> [Required actions]
A. Quote the review excerpt from "An hour later, the" up to and including "woman is a gift.".
B. Answer these questions using the review excerpt:
(i) How much does Peggy Senger Morrison's motorcycle weigh?
(ii) What is the title of her latest book?
(iii) The writer moved from which state to which?

> [Excerpted text]
-- Start --
I don’t know how the myth got started, particularly since quite a few of our historical sisters harangued people in the streets and most of the women I know today are up to their elbows in social issues with Magic-markers, email, demonstrations, T-shirts, and letters-to-the-editor.
But once Peggy Senger Morrison roars by on her 300-pound motorcycle or stands in front of a crowd in boots and leathers and begins to preach, I’ve no doubt our reputations will be framed more accurately.

Fortunately, for those who will not be privileged to experience Peggy in person, it will also be framed more accurately by settling down with one of her books—as I discovered when I opened her latest, Le Flambeau School of Driving

I had just moved cross-country from Vermont to California and was so battered by movers’ estimates, packing lists, inventories, boxes bigger than I was, and the California DMV—which refused to accept my Vermont photo driver’s license and marriage certificate as proof I am who I say I am—that I could hardly move. So when Le Flambeau arrived on my doorstep, I dropped my boxcutter, brewed a cup of tea, and settled on my little jasmine-framed porch to escape the chaos.

An hour later, the tea had grown cold, the sun had snuck under the eves to burn my thighs, and I was too riveted by Peggy’s words to move
.
The woman is a gift.
-- End --
Records excerpted from a collection:
-- Start --
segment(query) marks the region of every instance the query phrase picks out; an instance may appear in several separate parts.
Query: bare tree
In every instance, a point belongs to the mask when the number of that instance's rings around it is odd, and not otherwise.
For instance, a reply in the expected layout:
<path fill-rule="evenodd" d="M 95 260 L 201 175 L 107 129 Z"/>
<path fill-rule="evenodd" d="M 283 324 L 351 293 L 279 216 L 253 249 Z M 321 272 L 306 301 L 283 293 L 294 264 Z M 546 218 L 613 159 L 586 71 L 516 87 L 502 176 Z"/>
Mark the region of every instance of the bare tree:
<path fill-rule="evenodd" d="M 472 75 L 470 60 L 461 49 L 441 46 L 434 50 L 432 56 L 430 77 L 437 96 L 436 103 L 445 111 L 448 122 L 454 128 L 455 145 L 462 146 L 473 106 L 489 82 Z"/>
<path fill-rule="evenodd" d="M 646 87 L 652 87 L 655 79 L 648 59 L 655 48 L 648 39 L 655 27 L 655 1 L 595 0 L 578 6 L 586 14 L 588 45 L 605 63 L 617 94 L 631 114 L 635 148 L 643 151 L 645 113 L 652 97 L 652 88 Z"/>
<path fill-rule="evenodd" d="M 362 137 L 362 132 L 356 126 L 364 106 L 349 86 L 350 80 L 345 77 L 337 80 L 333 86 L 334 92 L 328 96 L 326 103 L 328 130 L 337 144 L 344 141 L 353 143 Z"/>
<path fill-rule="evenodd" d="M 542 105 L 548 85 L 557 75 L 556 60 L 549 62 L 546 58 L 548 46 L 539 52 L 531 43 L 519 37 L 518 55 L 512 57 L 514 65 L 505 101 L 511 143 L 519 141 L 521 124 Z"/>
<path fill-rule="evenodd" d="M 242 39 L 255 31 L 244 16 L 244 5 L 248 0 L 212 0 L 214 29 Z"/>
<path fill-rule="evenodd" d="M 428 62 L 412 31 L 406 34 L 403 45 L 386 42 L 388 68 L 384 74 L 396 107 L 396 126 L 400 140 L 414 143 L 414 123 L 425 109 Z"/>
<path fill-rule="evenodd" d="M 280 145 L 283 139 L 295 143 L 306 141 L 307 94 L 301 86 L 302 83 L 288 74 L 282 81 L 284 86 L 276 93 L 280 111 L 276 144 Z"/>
-- End --
> [Answers for this exercise]
A.
An hour later, the tea had grown cold, the sun had snuck under the eves to burn my thighs, and I was too riveted by Peggy’s words to move
.
The woman is a gift.

B.
(i) 300 pounds
(ii) Le Flambeau School of Driving
(iii) From Vermont to California